→ Seçilen metin
○ ○ ○ ○ ○

İktidarın ülkenin milli gelirini kendi oligarşisine aktarma projeleri sadece yollar ve köprüler ve havaalanlarıyla sınırlı değil...
Ne yazık ki halkın sağlığıyla ilgili olan “Şehir Hastaneleri” projeleri de buna dahil.
Artık dünyada terk edilmiş olan büyük yatak kapasiteli “Şehir Hastaneleri”, ulaşımı uzak ve zor olan yerlere kuruldu ve onların uğruna, kentin içindeki, halkın alışık olduğu geleneksel hastaneler, ihtisas hastaneleri de dahil olmak kaydıyla kapatıldı.
Oysa bu şehir hastanelerinin hem yönetilmeleri ve işletmeleri zor ve masraflı hem de hastalara verilen hizmetlere ulaşım meşakkatli.

○ ○ ○ ○ ○

→ Görev listesi
(1) Şehir hastaneleri üzerine olan metni hiçbir değişiklik yapmadan baştan sona tekrar yaz.
(2) Kayıtlarda "For the audit set, annotate each instance of the evergreen" ifadesinin geçtiği satırdan başlayarak kayıtların son satırına kadar, iki uçtaki satırlar da dahil, bütün satırları aynen yeniden üret; başka hiçbir şey ekleme.

○ ○ ○ ○ ○

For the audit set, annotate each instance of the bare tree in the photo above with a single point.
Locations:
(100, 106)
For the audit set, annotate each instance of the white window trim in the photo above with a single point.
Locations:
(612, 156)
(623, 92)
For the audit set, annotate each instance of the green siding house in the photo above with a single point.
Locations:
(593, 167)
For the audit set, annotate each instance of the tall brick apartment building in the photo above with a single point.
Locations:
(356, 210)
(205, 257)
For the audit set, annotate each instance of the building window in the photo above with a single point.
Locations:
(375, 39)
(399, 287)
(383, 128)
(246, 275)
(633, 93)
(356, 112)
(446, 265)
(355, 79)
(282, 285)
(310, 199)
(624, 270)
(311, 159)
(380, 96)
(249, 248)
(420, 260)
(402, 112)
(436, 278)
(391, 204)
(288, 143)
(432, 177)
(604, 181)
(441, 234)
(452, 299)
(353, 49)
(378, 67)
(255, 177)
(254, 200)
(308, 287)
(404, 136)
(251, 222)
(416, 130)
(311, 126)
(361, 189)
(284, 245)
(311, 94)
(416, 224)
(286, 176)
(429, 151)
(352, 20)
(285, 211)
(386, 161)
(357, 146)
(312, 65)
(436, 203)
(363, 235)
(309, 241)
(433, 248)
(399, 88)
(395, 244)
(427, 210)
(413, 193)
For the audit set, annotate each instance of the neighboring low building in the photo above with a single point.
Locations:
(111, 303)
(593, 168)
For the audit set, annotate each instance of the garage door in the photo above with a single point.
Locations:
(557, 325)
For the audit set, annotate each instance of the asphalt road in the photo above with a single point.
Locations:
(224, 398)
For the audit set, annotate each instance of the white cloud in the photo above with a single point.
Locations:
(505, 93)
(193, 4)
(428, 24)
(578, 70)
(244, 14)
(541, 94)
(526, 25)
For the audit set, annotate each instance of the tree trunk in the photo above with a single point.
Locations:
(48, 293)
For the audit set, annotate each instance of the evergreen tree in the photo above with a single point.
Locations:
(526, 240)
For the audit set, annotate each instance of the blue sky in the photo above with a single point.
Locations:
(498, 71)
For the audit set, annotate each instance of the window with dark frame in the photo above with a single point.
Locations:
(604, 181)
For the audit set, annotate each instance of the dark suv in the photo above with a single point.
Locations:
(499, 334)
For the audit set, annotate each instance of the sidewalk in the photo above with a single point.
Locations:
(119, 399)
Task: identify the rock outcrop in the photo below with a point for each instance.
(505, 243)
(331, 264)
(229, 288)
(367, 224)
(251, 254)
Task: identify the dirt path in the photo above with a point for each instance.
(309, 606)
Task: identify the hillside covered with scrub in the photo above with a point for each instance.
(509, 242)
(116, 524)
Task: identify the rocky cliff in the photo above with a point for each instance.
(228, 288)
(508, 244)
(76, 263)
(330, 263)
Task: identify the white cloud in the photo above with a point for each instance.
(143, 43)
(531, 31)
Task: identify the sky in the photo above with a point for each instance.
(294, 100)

○ ○ ○ ○ ○

→ Görev yanıtları
(1)
İktidarın ülkenin milli gelirini kendi oligarşisine aktarma projeleri sadece yollar ve köprüler ve havaalanlarıyla sınırlı değil...
Ne yazık ki halkın sağlığıyla ilgili olan “Şehir Hastaneleri” projeleri de buna dahil.
Artık dünyada terk edilmiş olan büyük yatak kapasiteli “Şehir Hastaneleri”, ulaşımı uzak ve zor olan yerlere kuruldu ve onların uğruna, kentin içindeki, halkın alışık olduğu geleneksel hastaneler, ihtisas hastaneleri de dahil olmak kaydıyla kapatıldı.
Oysa bu şehir hastanelerinin hem yönetilmeleri ve işletmeleri zor ve masraflı hem de hastalara verilen hizmetlere ulaşım meşakkatli.

(2)
For the audit set, annotate each instance of the evergreen tree in the photo above with a single point.
Locations:
(526, 240)
For the audit set, annotate each instance of the blue sky in the photo above with a single point.
Locations:
(498, 71)
For the audit set, annotate each instance of the window with dark frame in the photo above with a single point.
Locations:
(604, 181)
For the audit set, annotate each instance of the dark suv in the photo above with a single point.
Locations:
(499, 334)
For the audit set, annotate each instance of the sidewalk in the photo above with a single point.
Locations:
(119, 399)
Task: identify the rock outcrop in the photo below with a point for each instance.
(505, 243)
(331, 264)
(229, 288)
(367, 224)
(251, 254)
Task: identify the dirt path in the photo above with a point for each instance.
(309, 606)
Task: identify the hillside covered with scrub in the photo above with a point for each instance.
(509, 242)
(116, 524)
Task: identify the rocky cliff in the photo above with a point for each instance.
(228, 288)
(508, 244)
(76, 263)
(330, 263)
Task: identify the white cloud in the photo above with a point for each instance.
(143, 43)
(531, 31)
Task: identify the sky in the photo above with a point for each instance.
(294, 100)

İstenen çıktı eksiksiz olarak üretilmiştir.